- **Data provided**
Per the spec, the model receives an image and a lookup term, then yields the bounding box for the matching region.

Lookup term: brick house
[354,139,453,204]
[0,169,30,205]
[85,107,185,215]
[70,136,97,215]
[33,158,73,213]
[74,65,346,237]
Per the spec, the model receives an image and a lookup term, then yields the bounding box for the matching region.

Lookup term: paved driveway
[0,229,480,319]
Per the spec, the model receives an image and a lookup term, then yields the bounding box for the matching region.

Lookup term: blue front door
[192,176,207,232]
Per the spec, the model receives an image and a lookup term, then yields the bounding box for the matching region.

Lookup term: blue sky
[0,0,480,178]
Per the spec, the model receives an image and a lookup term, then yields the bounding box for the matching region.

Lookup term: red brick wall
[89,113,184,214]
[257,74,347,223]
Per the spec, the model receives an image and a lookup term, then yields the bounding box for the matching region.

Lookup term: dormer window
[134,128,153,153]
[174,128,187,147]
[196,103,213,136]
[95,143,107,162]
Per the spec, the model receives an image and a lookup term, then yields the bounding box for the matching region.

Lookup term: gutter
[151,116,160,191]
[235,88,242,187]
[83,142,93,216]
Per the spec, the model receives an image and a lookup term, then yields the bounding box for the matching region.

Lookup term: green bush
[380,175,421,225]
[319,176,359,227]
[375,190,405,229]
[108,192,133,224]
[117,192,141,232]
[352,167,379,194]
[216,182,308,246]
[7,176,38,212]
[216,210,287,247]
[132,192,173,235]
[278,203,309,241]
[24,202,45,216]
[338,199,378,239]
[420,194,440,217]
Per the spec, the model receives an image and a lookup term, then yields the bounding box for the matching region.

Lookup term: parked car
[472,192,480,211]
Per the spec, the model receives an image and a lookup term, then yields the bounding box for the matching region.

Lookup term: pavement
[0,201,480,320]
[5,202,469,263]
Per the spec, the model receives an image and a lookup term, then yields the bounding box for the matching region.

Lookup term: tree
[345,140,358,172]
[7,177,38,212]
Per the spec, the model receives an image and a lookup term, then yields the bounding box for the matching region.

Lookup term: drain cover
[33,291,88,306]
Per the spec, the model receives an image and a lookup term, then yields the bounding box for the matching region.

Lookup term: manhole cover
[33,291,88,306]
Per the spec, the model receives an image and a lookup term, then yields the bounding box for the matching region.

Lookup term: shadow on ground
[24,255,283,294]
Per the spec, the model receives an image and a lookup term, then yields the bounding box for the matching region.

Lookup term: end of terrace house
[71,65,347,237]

- **Direction**
Please swap "bounding box" for "bounding rectangle" in everything from the first line down to the line containing "[192,176,207,232]", giving those lines again with nothing else changed.

- **Complete output**
Per the spec, the model receives an image and a lookup term, then yields the bounding rectangle for the matching region.

Lookup term: brick house
[354,139,453,204]
[0,169,30,205]
[85,107,185,215]
[70,136,97,215]
[33,158,73,213]
[74,65,346,237]
Per the spec, the model receives an image and a lookup term, then yields the bounding rectangle for the matching region.

Lookup term: paved driveway
[0,229,480,319]
Per the spec, the model receives an image and a lookup term, then yields the bounding rectangle for the matching region.

Lookup term: blue front door
[192,176,207,232]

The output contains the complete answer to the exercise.